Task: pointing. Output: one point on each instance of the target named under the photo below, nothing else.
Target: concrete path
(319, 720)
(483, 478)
---
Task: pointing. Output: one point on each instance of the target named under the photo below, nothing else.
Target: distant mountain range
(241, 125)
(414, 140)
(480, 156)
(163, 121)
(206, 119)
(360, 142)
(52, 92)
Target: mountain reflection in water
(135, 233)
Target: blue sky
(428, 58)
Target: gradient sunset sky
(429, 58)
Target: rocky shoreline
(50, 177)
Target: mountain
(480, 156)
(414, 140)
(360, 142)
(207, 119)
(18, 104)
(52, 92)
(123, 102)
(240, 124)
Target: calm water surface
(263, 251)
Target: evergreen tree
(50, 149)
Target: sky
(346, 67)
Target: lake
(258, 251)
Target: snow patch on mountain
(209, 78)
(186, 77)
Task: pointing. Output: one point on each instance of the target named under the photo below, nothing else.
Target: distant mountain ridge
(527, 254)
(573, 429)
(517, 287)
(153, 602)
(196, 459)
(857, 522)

▶ [To be done]: Which lines in the listing above contain the word "distant"? Copy each of them in full.

▶ [Exercise output]:
Target: distant mountain range
Target: distant mountain ridge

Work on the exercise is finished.